= ISTRUZIONI DA SEGUIRE =
Riporti tutte le voci seguenti in una tabella Markdown con le colonne «N.» e «Testo», indicando il numero di riga e la riga stessa e tralasciando le righe vuote. Le immagini vanno escluse dalla risposta.

--- DATI GREZZI ---

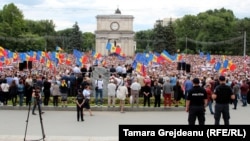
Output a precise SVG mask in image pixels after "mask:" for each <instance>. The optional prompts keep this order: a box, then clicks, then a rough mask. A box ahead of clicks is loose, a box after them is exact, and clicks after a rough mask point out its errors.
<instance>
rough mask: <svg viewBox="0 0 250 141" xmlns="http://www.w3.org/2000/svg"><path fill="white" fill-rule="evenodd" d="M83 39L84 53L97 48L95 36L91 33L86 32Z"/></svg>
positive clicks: (88, 32) (83, 35) (83, 49)
mask: <svg viewBox="0 0 250 141" xmlns="http://www.w3.org/2000/svg"><path fill="white" fill-rule="evenodd" d="M82 37H83V51H88V50H91V49H92V48H93V47H94V46H95V35H94V34H93V33H91V32H85V33H83V34H82Z"/></svg>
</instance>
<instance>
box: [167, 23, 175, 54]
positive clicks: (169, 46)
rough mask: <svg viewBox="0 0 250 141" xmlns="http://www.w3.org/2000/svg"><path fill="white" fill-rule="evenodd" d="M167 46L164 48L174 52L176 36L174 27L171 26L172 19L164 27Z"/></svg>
mask: <svg viewBox="0 0 250 141" xmlns="http://www.w3.org/2000/svg"><path fill="white" fill-rule="evenodd" d="M165 32H166V40H167V46H166V50H167V51H168V52H170V53H175V52H176V51H177V50H176V37H175V34H174V28H173V26H172V21H171V20H170V22H169V24H168V26H166V28H165Z"/></svg>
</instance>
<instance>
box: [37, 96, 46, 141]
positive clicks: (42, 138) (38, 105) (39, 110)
mask: <svg viewBox="0 0 250 141" xmlns="http://www.w3.org/2000/svg"><path fill="white" fill-rule="evenodd" d="M37 105H38V110H39V117H40V123H41V129H42V136H43V138H42V139H43V140H44V139H45V133H44V128H43V119H42V111H41V106H40V100H38V102H37Z"/></svg>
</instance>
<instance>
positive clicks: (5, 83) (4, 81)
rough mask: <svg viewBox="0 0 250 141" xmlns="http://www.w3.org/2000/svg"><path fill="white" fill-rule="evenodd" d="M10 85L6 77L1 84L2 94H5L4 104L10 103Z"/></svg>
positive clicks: (3, 98)
mask: <svg viewBox="0 0 250 141" xmlns="http://www.w3.org/2000/svg"><path fill="white" fill-rule="evenodd" d="M9 87H10V85H9V84H8V83H7V80H6V79H4V80H3V82H2V84H1V89H2V96H3V105H8V99H9Z"/></svg>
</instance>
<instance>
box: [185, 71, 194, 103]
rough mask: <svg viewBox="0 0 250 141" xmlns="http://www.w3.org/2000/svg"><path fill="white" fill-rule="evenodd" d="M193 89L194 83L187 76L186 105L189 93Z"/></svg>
mask: <svg viewBox="0 0 250 141" xmlns="http://www.w3.org/2000/svg"><path fill="white" fill-rule="evenodd" d="M192 88H193V83H192V81H191V80H190V76H187V78H186V80H185V81H184V99H185V103H186V99H187V96H188V92H189V91H190V90H191V89H192Z"/></svg>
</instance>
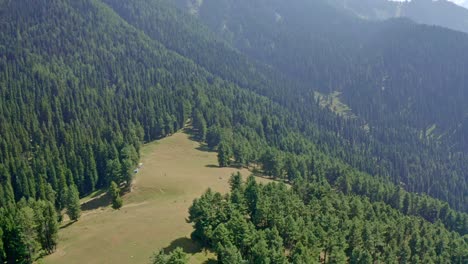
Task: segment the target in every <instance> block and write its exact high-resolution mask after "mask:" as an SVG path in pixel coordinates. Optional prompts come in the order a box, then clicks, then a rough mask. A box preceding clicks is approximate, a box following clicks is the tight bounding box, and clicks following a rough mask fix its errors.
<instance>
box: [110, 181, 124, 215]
mask: <svg viewBox="0 0 468 264" xmlns="http://www.w3.org/2000/svg"><path fill="white" fill-rule="evenodd" d="M109 194H110V197H111V199H112V208H114V209H120V207H122V204H123V201H122V198H121V197H120V188H119V186H117V184H116V183H115V182H114V181H112V182H111V186H110V188H109Z"/></svg>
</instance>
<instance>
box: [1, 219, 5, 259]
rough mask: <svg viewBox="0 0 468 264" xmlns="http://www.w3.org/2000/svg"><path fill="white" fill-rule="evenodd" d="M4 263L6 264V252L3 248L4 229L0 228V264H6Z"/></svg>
mask: <svg viewBox="0 0 468 264" xmlns="http://www.w3.org/2000/svg"><path fill="white" fill-rule="evenodd" d="M0 217H1V216H0ZM0 222H1V221H0ZM4 262H5V250H4V248H3V229H2V227H0V263H4Z"/></svg>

---

= LA SUA RISPOSTA =
| N. | Testo |
|---|---|
| 1 | Output a precise SVG mask in image pixels after "mask:" for each <instance>. The optional prompts keep this order: a box, then clicks, then a rough mask. A box ahead of clicks is loose, a box after them is exact, and clicks after a rough mask point out its errors. |
| 2 | <instance> |
| 3 | rough mask: <svg viewBox="0 0 250 141" xmlns="http://www.w3.org/2000/svg"><path fill="white" fill-rule="evenodd" d="M83 39L84 53L97 48L95 36L91 33L86 32Z"/></svg> |
| 4 | positive clicks: (88, 32) (83, 35) (83, 49) |
| 5 | mask: <svg viewBox="0 0 250 141" xmlns="http://www.w3.org/2000/svg"><path fill="white" fill-rule="evenodd" d="M82 37H83V51H88V50H91V49H92V48H93V47H94V46H95V35H94V34H93V33H91V32H85V33H83V34H82Z"/></svg> |
| 6 | </instance> |
| 7 | <instance> |
| 8 | box: [167, 23, 175, 54] |
| 9 | positive clicks: (169, 46) |
| 10 | rough mask: <svg viewBox="0 0 250 141" xmlns="http://www.w3.org/2000/svg"><path fill="white" fill-rule="evenodd" d="M167 46L164 48L174 52L176 36L174 27L171 26L172 19L164 27Z"/></svg> |
| 11 | mask: <svg viewBox="0 0 250 141" xmlns="http://www.w3.org/2000/svg"><path fill="white" fill-rule="evenodd" d="M165 32H166V40H167V46H166V50H167V51H168V52H170V53H175V52H176V51H177V50H176V37H175V34H174V28H173V26H172V21H171V20H170V22H169V24H168V26H166V28H165Z"/></svg> |
| 12 | </instance> |
| 13 | <instance> |
| 14 | box: [37, 96, 46, 141] |
| 15 | positive clicks: (42, 138) (38, 105) (39, 110) |
| 16 | mask: <svg viewBox="0 0 250 141" xmlns="http://www.w3.org/2000/svg"><path fill="white" fill-rule="evenodd" d="M37 105H38V110H39V117H40V123H41V129H42V136H43V138H42V139H43V140H44V139H45V133H44V128H43V119H42V111H41V106H40V100H38V102H37Z"/></svg> |
| 17 | </instance> |
| 18 | <instance> |
| 19 | positive clicks: (5, 83) (4, 81) |
| 20 | rough mask: <svg viewBox="0 0 250 141" xmlns="http://www.w3.org/2000/svg"><path fill="white" fill-rule="evenodd" d="M10 85L6 77L1 84L2 94H5L4 104L10 103Z"/></svg> |
| 21 | positive clicks: (3, 98) |
| 22 | mask: <svg viewBox="0 0 250 141" xmlns="http://www.w3.org/2000/svg"><path fill="white" fill-rule="evenodd" d="M9 87H10V85H9V84H8V83H7V80H6V79H4V80H3V82H2V84H1V89H2V96H3V105H8V99H9Z"/></svg> |
| 23 | </instance> |
| 24 | <instance> |
| 25 | box: [185, 71, 194, 103] |
| 26 | rough mask: <svg viewBox="0 0 250 141" xmlns="http://www.w3.org/2000/svg"><path fill="white" fill-rule="evenodd" d="M193 89L194 83L187 76L186 105L189 93Z"/></svg> |
| 27 | mask: <svg viewBox="0 0 250 141" xmlns="http://www.w3.org/2000/svg"><path fill="white" fill-rule="evenodd" d="M192 88H193V83H192V81H191V80H190V76H187V78H186V80H185V81H184V99H185V103H186V99H187V96H188V92H189V91H190V90H191V89H192Z"/></svg> |
| 28 | </instance> |
| 29 | Task: segment the target in every <instance> block and write its exact high-resolution mask after "mask:" as an SVG path in pixel coordinates. Optional prompts come in the order a box, then clicks, then a rough mask. A box preceding clicks is approximate, a box following clicks is the tight bounding box, and clicks following a rough mask fix its errors. |
| 30 | <instance> |
| 31 | box: [110, 181, 124, 215] |
| 32 | mask: <svg viewBox="0 0 468 264" xmlns="http://www.w3.org/2000/svg"><path fill="white" fill-rule="evenodd" d="M109 194H110V197H111V199H112V208H114V209H120V207H122V204H123V201H122V198H121V197H120V188H119V186H117V184H116V183H115V182H114V181H112V182H111V186H110V188H109Z"/></svg> |
| 33 | </instance> |
| 34 | <instance> |
| 35 | box: [1, 219, 5, 259] |
| 36 | rough mask: <svg viewBox="0 0 468 264" xmlns="http://www.w3.org/2000/svg"><path fill="white" fill-rule="evenodd" d="M4 263L6 264V252L3 248L4 229L0 228V264H6Z"/></svg> |
| 37 | mask: <svg viewBox="0 0 468 264" xmlns="http://www.w3.org/2000/svg"><path fill="white" fill-rule="evenodd" d="M0 217H1V216H0ZM0 222H1V221H0ZM4 262H5V250H4V248H3V229H2V227H0V263H4Z"/></svg> |